> **What the task asks**: Leaving out all pictures, write out word for word the lines from the one containing "Spot the snow covered ground" to the end of the data below.

> **Data for analysis**:
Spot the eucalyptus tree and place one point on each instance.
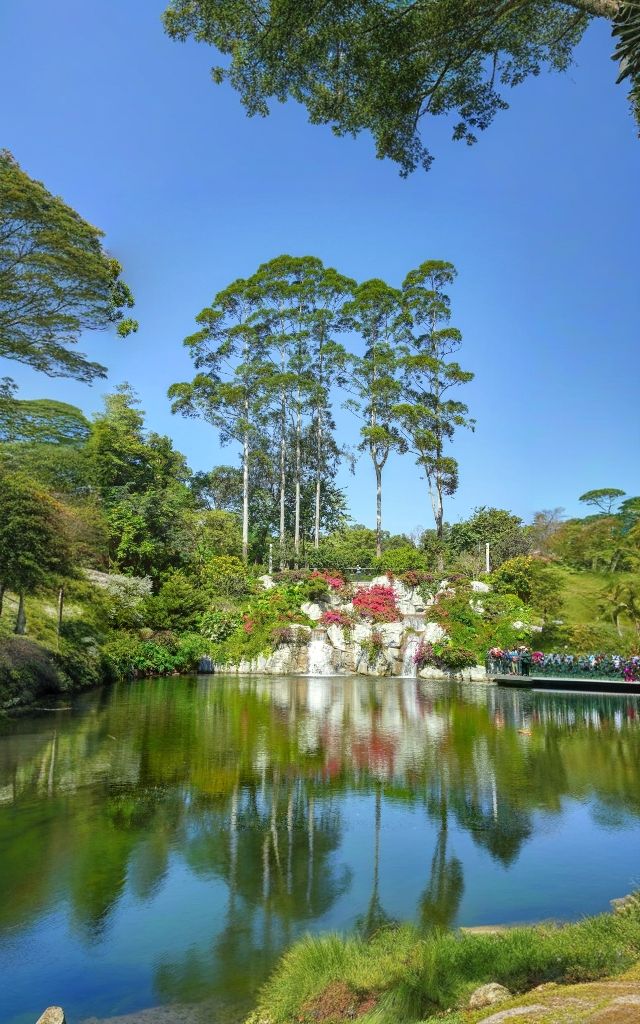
(386, 67)
(375, 312)
(281, 283)
(34, 546)
(56, 279)
(228, 391)
(301, 317)
(428, 416)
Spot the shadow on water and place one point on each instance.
(162, 843)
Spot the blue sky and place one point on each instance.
(541, 218)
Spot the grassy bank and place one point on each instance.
(400, 976)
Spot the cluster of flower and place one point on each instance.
(333, 581)
(377, 603)
(335, 617)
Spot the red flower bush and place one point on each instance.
(332, 580)
(377, 603)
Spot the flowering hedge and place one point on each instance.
(445, 656)
(377, 603)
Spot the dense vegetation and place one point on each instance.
(118, 560)
(403, 975)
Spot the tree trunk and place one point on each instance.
(246, 497)
(20, 622)
(318, 480)
(378, 510)
(60, 608)
(283, 479)
(296, 539)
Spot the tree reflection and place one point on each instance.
(242, 785)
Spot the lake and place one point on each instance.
(163, 842)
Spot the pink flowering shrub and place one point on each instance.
(377, 603)
(335, 617)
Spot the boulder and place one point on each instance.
(336, 637)
(391, 633)
(52, 1015)
(488, 995)
(361, 631)
(313, 610)
(432, 633)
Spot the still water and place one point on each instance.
(162, 842)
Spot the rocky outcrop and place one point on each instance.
(488, 995)
(52, 1015)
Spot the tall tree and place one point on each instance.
(376, 313)
(34, 547)
(603, 499)
(385, 67)
(55, 280)
(428, 416)
(228, 391)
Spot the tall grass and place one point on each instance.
(412, 976)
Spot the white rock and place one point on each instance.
(361, 632)
(433, 633)
(336, 637)
(488, 995)
(52, 1015)
(312, 610)
(391, 634)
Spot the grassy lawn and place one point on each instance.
(401, 976)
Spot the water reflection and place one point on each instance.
(176, 836)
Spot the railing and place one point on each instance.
(563, 666)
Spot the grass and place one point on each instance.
(401, 976)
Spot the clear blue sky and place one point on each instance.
(541, 218)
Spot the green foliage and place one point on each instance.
(398, 560)
(219, 626)
(129, 655)
(505, 532)
(532, 581)
(412, 975)
(177, 605)
(427, 413)
(604, 499)
(33, 544)
(225, 577)
(55, 279)
(397, 62)
(475, 623)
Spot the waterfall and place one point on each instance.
(320, 654)
(409, 666)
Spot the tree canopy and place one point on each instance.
(385, 67)
(55, 280)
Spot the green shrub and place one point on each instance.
(224, 576)
(399, 560)
(128, 655)
(176, 606)
(532, 581)
(219, 626)
(411, 976)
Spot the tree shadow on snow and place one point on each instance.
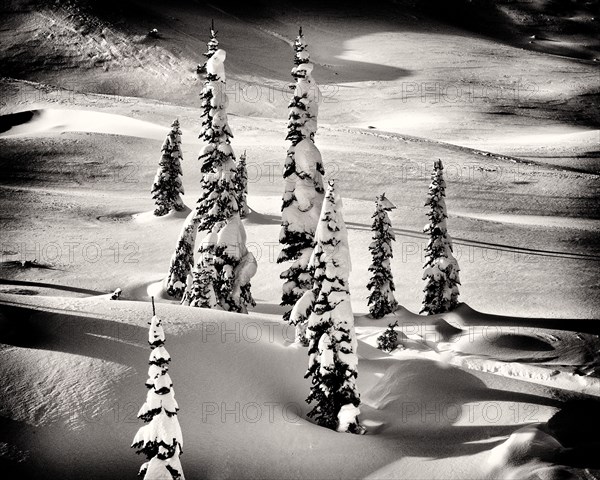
(74, 334)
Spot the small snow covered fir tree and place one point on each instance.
(160, 439)
(241, 186)
(211, 47)
(381, 300)
(327, 311)
(441, 270)
(218, 209)
(202, 290)
(303, 176)
(167, 186)
(182, 260)
(388, 340)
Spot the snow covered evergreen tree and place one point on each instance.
(167, 186)
(441, 270)
(241, 185)
(381, 300)
(303, 171)
(160, 439)
(182, 260)
(388, 340)
(327, 311)
(211, 47)
(217, 208)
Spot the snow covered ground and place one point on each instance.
(469, 395)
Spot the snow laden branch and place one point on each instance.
(160, 439)
(303, 171)
(381, 301)
(327, 313)
(182, 260)
(441, 268)
(167, 186)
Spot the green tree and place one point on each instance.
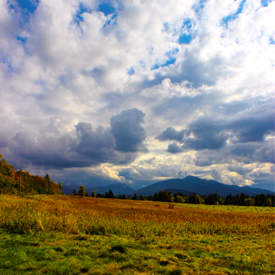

> **Task answer**:
Spot the snow covered ground and place one point on each instance.
(469, 395)
Spot the snow laden branch and place one point on each instance.
(160, 439)
(303, 171)
(381, 301)
(327, 313)
(182, 260)
(441, 268)
(167, 186)
Spot the green tree and place one point on each instance.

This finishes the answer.